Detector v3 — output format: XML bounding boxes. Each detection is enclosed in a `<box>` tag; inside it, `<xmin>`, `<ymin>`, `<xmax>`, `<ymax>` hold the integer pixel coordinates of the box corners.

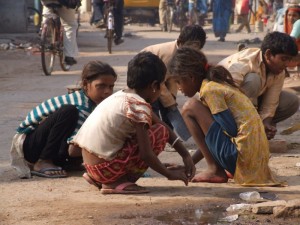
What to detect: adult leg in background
<box><xmin>114</xmin><ymin>0</ymin><xmax>124</xmax><ymax>45</ymax></box>
<box><xmin>58</xmin><ymin>6</ymin><xmax>78</xmax><ymax>65</ymax></box>
<box><xmin>273</xmin><ymin>91</ymin><xmax>299</xmax><ymax>124</ymax></box>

### Exercise
Can you give the material above again with "adult leg" changed to "child's leg" and everything else left as it is, leaving out the pictures?

### Correct response
Detector v3 — output format: XML bounding boxes. Each detection is enclosed in a `<box>` tag; inside it, `<xmin>`, `<ymin>`, `<xmax>`, `<ymax>` hold the integer pixel coordinates of the box corners.

What to detect: child's leg in background
<box><xmin>114</xmin><ymin>0</ymin><xmax>124</xmax><ymax>45</ymax></box>
<box><xmin>58</xmin><ymin>6</ymin><xmax>78</xmax><ymax>65</ymax></box>
<box><xmin>273</xmin><ymin>91</ymin><xmax>299</xmax><ymax>124</ymax></box>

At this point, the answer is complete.